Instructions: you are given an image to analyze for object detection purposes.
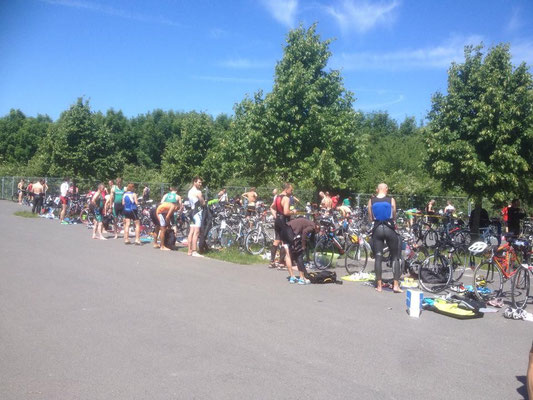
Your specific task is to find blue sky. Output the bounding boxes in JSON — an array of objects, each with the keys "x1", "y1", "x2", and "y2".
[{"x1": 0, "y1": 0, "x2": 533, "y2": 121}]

:::

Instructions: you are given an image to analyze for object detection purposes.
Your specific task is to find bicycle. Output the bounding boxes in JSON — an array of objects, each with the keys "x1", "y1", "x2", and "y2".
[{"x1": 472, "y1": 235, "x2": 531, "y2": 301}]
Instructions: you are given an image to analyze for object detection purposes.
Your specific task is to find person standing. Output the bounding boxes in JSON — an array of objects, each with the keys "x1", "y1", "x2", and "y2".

:::

=== WHAT TO DO ===
Pull out each line of the records above that contains the string "bounding", and copy those lines unchanged, one per line.

=== SOLUTION ===
Your specific task is to find blue sky. Output the bounding boxes in JSON — an array of objects, each with the keys "x1", "y1", "x2", and "y2".
Your specific task is to find bicycle. Output the bounding boxes in JSON — an array of objects, each with the keys "x1", "y1", "x2", and "y2".
Your specific task is to find person standing. Output the bounding boxes in JSON — an array of objects, each with the keys "x1", "y1", "x2", and "y2".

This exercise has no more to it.